During the 2012-2013 academic year, after deferring my admission to Georgetown, I served with City Year, a non-profit organization operating through AmeriCorps. Founded in Boston in 1988, City Year operates sites in 25 cities across the country as well as London, England and Johannesburg, South Africa. Corps members are typically college graduates or people taking gap years. In the course of our service, my teammates and I regularly pulled 12-hour days manning morning- and after-school programs, tutoring fourth- and seventh-graders in English literacy, assisting teachers with classroom lesson plans, mentoring students about their behavior, planning school-wide events, and working to improve students’ attendance.

City Year derives its validity—and its necessity—from the positive impact its members have on the students in the most chronically underperforming schools in our country. By focusing its service primarily in third- through eighth-grade classrooms, the program addresses those factors that increase the likelihood that a student will fail to acquire a secondary education degree. In doing so, it provides one of the most effective models of education our nation has available.

▶ _Do this_
Reproduce the passage on City Year word for word, starting at "During the 2012-2013" and ending at "improve students’ attendance.".

[A block of data]
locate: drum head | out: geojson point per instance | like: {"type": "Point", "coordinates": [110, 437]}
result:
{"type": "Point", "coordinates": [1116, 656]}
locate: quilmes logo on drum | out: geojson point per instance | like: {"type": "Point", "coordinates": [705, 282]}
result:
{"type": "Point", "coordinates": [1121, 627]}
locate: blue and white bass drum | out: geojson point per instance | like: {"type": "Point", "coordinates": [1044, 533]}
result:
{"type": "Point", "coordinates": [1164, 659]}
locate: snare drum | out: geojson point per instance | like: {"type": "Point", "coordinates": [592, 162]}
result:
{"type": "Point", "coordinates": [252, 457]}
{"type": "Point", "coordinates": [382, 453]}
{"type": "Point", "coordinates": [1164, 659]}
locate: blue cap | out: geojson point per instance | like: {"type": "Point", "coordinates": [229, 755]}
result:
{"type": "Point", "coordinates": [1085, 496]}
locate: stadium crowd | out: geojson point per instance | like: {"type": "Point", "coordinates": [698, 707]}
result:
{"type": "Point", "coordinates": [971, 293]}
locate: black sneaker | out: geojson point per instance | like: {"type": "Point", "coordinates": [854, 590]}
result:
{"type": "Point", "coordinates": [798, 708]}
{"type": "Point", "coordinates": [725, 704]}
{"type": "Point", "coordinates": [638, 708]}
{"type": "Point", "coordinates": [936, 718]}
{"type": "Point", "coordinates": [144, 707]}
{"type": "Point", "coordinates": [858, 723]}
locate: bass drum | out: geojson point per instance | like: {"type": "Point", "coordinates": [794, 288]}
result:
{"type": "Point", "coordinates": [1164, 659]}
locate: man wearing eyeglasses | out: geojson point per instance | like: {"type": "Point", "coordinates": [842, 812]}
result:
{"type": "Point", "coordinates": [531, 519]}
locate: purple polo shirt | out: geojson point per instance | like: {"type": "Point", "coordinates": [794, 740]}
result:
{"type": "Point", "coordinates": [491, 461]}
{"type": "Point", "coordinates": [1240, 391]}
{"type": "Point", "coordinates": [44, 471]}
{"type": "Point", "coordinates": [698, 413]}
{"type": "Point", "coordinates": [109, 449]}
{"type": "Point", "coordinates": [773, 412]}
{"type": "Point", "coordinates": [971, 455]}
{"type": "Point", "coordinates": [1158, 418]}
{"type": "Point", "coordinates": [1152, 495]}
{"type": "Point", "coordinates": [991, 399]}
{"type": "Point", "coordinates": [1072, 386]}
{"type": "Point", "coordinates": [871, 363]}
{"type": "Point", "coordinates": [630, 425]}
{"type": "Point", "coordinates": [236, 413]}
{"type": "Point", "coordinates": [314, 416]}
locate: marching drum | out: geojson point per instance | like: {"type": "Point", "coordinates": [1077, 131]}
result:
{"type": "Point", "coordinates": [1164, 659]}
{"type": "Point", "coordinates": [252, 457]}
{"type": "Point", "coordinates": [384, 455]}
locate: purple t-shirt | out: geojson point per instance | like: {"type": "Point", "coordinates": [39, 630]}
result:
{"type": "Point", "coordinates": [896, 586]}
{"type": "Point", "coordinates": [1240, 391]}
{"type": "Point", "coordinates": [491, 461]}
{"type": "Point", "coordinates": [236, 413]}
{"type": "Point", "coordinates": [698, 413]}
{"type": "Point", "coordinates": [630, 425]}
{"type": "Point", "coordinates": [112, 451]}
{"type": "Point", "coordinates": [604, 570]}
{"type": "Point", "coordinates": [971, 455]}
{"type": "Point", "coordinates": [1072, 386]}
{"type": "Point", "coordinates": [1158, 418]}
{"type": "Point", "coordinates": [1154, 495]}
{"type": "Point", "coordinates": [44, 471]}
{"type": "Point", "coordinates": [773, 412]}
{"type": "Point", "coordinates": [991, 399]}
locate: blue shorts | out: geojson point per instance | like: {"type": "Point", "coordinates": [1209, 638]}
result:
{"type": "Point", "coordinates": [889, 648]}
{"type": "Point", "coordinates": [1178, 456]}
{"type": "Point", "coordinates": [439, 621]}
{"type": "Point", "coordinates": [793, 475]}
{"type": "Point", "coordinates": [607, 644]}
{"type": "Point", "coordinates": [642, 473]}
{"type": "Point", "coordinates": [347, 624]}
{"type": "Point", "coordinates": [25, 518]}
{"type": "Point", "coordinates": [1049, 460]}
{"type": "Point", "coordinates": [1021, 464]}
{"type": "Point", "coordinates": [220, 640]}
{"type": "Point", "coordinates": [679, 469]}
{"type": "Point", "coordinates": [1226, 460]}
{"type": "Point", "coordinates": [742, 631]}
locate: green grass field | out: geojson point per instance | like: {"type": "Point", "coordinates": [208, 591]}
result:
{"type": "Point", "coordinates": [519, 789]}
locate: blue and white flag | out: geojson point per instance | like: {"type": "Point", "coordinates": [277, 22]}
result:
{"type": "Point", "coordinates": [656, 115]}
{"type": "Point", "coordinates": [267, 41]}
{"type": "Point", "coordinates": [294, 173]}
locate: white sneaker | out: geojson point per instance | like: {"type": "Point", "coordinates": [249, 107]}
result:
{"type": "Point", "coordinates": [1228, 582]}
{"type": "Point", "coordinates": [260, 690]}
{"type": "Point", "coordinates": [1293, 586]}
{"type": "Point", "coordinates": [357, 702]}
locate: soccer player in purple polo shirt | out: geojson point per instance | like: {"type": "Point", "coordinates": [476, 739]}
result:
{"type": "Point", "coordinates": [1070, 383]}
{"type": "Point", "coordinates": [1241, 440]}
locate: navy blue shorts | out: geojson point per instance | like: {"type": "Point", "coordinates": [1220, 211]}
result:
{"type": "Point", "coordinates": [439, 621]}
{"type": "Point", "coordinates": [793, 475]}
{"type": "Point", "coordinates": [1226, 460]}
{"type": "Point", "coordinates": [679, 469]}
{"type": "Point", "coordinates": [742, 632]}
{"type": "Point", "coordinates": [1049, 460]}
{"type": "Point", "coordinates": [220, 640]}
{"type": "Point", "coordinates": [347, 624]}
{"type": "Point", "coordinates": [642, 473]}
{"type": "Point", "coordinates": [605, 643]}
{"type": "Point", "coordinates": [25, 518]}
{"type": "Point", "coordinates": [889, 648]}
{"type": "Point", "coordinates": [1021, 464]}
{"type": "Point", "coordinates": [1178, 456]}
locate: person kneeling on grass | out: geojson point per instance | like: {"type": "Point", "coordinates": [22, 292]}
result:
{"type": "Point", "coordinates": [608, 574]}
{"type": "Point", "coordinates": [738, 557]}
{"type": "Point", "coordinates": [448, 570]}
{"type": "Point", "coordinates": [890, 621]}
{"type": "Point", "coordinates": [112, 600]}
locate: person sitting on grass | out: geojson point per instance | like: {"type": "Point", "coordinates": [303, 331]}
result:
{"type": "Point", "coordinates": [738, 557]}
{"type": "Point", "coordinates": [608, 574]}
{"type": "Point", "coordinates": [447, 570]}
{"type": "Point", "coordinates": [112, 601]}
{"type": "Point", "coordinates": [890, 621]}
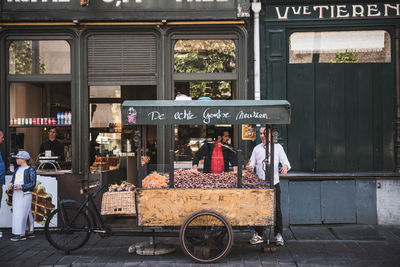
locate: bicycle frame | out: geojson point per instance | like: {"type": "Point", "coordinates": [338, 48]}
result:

▶ _Expected answer_
During the 2012-2013 academic year, after deferring my admission to Georgetown, I served with City Year, a non-profit organization operating through AmeriCorps. Founded in Boston in 1988, City Year operates sites in 25 cities across the country as well as London, England and Johannesburg, South Africa. Corps members are typically college graduates or people taking gap years. In the course of our service, my teammates and I regularly pulled 12-hour days manning morning- and after-school programs, tutoring fourth- and seventh-graders in English literacy, assisting teachers with classroom lesson plans, mentoring students about their behavior, planning school-wide events, and working to improve students’ attendance.